Description of the task
Please output exactly the run of lines that starts at the line with "Target: crowd of people" and ends at the last line of the records below.

A block of data
━━━━━━━━━━━━━━━━

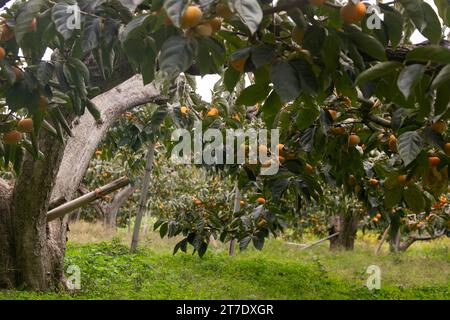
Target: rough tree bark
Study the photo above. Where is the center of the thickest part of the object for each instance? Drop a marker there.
(32, 250)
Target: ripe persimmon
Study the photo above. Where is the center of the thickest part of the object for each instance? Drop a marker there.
(333, 113)
(223, 11)
(213, 112)
(337, 131)
(297, 35)
(447, 148)
(6, 33)
(434, 161)
(191, 17)
(439, 126)
(18, 73)
(353, 13)
(12, 137)
(43, 103)
(392, 143)
(215, 23)
(352, 180)
(204, 30)
(262, 149)
(401, 179)
(262, 223)
(25, 125)
(238, 64)
(33, 25)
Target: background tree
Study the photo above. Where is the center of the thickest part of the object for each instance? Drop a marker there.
(358, 108)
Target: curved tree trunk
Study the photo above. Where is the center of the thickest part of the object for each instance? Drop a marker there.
(32, 250)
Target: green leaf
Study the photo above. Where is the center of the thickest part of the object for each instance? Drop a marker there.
(409, 78)
(414, 10)
(131, 4)
(443, 10)
(174, 10)
(91, 34)
(392, 197)
(367, 44)
(253, 94)
(414, 199)
(177, 54)
(92, 108)
(135, 28)
(442, 78)
(305, 74)
(271, 108)
(430, 53)
(307, 114)
(285, 81)
(211, 55)
(258, 241)
(394, 23)
(25, 18)
(298, 17)
(377, 71)
(263, 54)
(409, 146)
(62, 13)
(330, 51)
(45, 72)
(432, 29)
(231, 78)
(250, 13)
(243, 244)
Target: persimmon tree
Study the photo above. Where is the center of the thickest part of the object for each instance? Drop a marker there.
(357, 107)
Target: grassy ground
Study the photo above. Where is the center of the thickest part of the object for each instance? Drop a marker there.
(280, 271)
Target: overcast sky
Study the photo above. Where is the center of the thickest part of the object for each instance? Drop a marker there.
(205, 84)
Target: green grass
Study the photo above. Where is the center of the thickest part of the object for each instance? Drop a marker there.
(279, 271)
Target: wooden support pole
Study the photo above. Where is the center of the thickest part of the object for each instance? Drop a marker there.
(314, 243)
(87, 198)
(236, 208)
(383, 238)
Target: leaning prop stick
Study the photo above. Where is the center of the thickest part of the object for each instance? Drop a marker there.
(304, 247)
(68, 207)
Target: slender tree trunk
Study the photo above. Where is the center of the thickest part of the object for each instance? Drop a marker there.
(347, 225)
(237, 207)
(39, 247)
(112, 209)
(6, 248)
(144, 194)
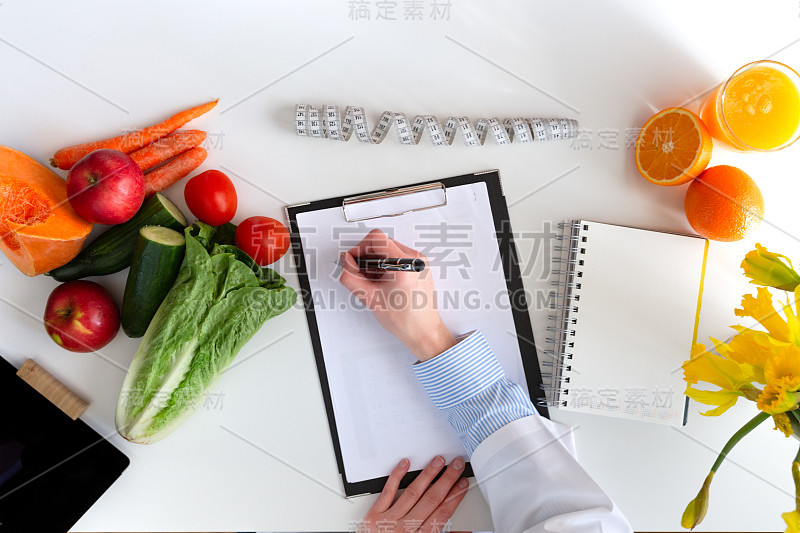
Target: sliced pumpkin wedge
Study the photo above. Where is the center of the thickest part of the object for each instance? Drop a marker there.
(39, 230)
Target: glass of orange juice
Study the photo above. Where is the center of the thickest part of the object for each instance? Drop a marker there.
(757, 109)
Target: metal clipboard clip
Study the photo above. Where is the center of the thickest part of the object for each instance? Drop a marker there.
(355, 201)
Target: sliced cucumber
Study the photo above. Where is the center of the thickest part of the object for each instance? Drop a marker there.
(157, 258)
(112, 251)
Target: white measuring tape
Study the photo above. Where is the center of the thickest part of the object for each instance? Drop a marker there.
(329, 124)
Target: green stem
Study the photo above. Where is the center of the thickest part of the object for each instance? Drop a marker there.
(734, 440)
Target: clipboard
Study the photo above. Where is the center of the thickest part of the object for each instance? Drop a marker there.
(379, 207)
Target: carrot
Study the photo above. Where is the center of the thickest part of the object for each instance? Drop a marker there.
(130, 142)
(173, 171)
(164, 149)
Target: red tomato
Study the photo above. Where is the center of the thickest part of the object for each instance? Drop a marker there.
(211, 197)
(262, 238)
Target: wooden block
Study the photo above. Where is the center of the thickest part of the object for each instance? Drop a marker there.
(52, 389)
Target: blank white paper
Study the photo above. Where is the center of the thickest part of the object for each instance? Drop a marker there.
(382, 412)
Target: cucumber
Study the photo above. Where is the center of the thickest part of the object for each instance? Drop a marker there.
(157, 258)
(112, 251)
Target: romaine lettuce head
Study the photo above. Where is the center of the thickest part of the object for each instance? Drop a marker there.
(218, 302)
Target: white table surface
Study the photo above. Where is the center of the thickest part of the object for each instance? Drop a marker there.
(261, 458)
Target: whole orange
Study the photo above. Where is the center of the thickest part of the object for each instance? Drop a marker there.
(724, 204)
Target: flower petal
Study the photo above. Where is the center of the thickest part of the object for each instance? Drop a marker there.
(724, 399)
(761, 309)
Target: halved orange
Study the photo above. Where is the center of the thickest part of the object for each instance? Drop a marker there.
(673, 147)
(39, 230)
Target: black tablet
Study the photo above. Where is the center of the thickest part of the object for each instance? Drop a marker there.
(52, 468)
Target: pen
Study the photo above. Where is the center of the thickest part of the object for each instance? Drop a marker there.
(395, 264)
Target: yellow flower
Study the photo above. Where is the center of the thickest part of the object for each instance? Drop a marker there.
(792, 520)
(733, 378)
(783, 424)
(770, 269)
(783, 369)
(763, 311)
(696, 510)
(774, 400)
(751, 347)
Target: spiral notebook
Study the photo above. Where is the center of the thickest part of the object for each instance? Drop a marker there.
(626, 315)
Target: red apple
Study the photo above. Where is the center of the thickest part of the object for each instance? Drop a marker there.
(106, 187)
(81, 316)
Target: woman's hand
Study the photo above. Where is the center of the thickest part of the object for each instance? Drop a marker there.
(403, 302)
(422, 507)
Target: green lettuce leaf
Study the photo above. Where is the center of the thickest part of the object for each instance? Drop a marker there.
(218, 302)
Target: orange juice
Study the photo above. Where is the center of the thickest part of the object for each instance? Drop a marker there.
(758, 108)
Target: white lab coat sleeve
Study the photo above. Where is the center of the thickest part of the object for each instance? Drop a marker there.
(532, 482)
(525, 464)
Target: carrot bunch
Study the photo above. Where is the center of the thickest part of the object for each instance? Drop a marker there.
(165, 154)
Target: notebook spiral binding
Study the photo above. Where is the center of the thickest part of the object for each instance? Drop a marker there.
(568, 260)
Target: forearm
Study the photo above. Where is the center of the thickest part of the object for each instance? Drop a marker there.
(527, 474)
(468, 383)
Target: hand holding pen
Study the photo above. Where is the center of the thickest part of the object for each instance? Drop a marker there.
(401, 297)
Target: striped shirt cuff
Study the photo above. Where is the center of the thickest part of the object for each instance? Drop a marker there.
(459, 373)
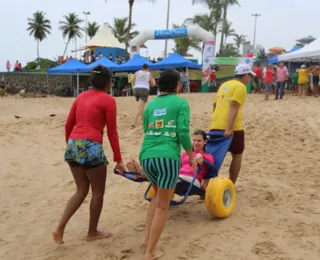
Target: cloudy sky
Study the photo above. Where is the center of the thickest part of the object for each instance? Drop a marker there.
(281, 23)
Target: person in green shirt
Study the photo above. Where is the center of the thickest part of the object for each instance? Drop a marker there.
(294, 82)
(166, 127)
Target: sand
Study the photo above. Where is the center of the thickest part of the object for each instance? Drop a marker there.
(277, 215)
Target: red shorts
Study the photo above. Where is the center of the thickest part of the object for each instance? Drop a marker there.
(237, 145)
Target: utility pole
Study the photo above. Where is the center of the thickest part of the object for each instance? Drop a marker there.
(166, 42)
(255, 30)
(86, 14)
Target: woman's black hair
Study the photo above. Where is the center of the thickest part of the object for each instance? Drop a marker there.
(203, 134)
(169, 80)
(237, 76)
(100, 76)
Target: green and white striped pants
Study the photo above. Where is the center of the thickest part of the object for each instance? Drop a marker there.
(162, 172)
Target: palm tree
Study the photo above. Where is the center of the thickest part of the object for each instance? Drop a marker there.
(71, 28)
(226, 4)
(227, 30)
(92, 29)
(131, 2)
(239, 40)
(39, 28)
(183, 45)
(120, 30)
(215, 8)
(228, 50)
(205, 21)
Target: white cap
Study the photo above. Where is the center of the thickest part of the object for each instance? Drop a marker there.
(243, 69)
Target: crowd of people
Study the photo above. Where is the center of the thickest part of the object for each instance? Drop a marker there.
(166, 122)
(17, 66)
(276, 79)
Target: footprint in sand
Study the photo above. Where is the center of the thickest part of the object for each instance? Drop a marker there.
(126, 253)
(266, 248)
(140, 228)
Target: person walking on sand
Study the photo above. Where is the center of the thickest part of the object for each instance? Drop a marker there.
(282, 74)
(141, 81)
(8, 66)
(227, 115)
(166, 126)
(89, 114)
(268, 79)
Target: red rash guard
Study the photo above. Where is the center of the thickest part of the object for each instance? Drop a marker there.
(89, 114)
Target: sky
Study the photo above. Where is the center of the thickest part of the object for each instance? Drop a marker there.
(281, 23)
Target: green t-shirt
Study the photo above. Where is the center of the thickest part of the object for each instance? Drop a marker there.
(166, 127)
(294, 78)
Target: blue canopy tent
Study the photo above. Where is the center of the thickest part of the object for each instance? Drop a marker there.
(275, 60)
(175, 61)
(134, 64)
(70, 67)
(103, 61)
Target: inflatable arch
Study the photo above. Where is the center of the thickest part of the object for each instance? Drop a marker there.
(194, 31)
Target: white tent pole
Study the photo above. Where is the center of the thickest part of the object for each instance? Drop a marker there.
(77, 84)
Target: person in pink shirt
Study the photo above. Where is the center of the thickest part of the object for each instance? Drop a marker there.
(199, 140)
(281, 75)
(8, 65)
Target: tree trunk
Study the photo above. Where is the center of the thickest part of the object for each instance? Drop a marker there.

━━━━━━━━━━━━━━━━

Finished task
Target: crowd of people
Study the photo above. Where is the center of the thickest part of the object for each instance? Drop a marker there.
(166, 122)
(17, 66)
(276, 79)
Target: footprint in sand
Study the photo above. Where is the center of the thickest part of the object for each instance? Drop a marker there.
(126, 253)
(266, 248)
(140, 228)
Target: person walking on sand
Study the photo above. Where is the center of the thickest part of the object for each instance? Drop a marker there.
(282, 74)
(141, 81)
(8, 66)
(227, 115)
(166, 126)
(89, 114)
(268, 79)
Target: red rash guard
Study the photo above. Where is the center of the thickest part of the object for each instance? Drop a marker there.
(89, 114)
Target: sky
Study the photo above. Where is the center of the thickest part of the object for each instance? Drop a marker there.
(281, 23)
Target: green t-shirt
Study the photo above. Where is the center of the thickest part of the object for each instance? Drop a marker there.
(166, 127)
(294, 78)
Target: blue canopy tent
Study the photo above. Where is the center of the thickest part of the object for each instance? Drop a marker there.
(275, 60)
(175, 61)
(134, 64)
(70, 67)
(103, 61)
Target: inflatable arch
Study the photo above. Where is the center of the thickest part of the object for each instance? Drop a marker there.
(194, 31)
Target: white tent pole
Study the photo above. Where is the center of the thickest part of the object for each instance? Drop a marker there.
(77, 84)
Target: person in pink shirt
Study the photo above. Where is the center of the thickest part of the object for each instance? Drop a marker there.
(199, 140)
(281, 75)
(8, 65)
Target: tree trunk
Study the photo above. Where is the center of the thickest part of the object for each instance? Drop a marker there.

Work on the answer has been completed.